■ WORK TO DO ■
Please gather and copy every line of the material below that contains the word "white", treating uppercase and lowercase as different.
:::::
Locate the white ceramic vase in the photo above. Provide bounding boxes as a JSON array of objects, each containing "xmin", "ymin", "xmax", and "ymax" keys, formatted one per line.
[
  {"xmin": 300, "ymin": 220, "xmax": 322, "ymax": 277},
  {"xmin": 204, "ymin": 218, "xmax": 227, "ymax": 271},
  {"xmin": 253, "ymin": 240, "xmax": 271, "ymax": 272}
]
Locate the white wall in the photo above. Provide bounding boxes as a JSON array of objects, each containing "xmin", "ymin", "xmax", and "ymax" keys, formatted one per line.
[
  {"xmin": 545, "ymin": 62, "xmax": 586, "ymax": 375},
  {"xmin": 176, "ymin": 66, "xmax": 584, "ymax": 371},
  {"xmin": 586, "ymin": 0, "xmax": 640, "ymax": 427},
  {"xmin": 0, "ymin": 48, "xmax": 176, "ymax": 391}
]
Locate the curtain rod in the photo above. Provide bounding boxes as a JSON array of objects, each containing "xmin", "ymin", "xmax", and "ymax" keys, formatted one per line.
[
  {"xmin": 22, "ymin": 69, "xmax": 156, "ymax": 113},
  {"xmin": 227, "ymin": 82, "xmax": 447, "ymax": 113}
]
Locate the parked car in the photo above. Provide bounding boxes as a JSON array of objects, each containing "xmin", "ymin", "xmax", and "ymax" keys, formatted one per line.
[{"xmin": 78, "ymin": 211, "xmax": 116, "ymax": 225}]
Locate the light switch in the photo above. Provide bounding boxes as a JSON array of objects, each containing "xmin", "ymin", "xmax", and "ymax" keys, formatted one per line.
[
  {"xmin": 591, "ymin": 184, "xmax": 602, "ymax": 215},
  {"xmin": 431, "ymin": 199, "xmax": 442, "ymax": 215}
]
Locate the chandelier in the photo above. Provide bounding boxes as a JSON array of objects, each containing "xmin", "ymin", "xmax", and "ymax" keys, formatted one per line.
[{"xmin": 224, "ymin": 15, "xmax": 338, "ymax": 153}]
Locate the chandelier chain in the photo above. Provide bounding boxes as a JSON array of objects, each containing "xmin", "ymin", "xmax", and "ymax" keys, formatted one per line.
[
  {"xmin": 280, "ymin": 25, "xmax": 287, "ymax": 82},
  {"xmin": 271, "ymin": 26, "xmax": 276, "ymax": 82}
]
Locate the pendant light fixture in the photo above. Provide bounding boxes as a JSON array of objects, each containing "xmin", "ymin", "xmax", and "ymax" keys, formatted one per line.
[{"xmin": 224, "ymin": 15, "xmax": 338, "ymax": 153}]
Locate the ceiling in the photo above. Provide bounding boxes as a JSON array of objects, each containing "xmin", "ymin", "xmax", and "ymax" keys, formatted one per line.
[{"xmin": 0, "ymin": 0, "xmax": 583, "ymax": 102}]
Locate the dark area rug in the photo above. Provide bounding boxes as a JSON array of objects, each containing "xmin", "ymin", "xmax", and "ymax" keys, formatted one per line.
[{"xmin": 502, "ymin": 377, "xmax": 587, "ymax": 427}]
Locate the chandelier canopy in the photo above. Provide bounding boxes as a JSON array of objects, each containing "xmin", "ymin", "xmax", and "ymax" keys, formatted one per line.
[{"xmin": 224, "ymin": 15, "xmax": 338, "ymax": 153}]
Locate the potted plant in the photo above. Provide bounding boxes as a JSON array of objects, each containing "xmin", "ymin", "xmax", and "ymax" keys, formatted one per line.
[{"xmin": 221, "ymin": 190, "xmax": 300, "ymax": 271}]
:::::
■ REPLY ■
Locate the white ceramic vase in the photo above. Provide bounding boxes as a JSON array of objects, each containing "xmin", "ymin", "xmax", and "ymax" keys, formatted one per line.
Locate the white wall in the photo above. Provide bounding boxes as a JSON array of objects, each containing "xmin", "ymin", "xmax", and "ymax" keys, formatted one per line.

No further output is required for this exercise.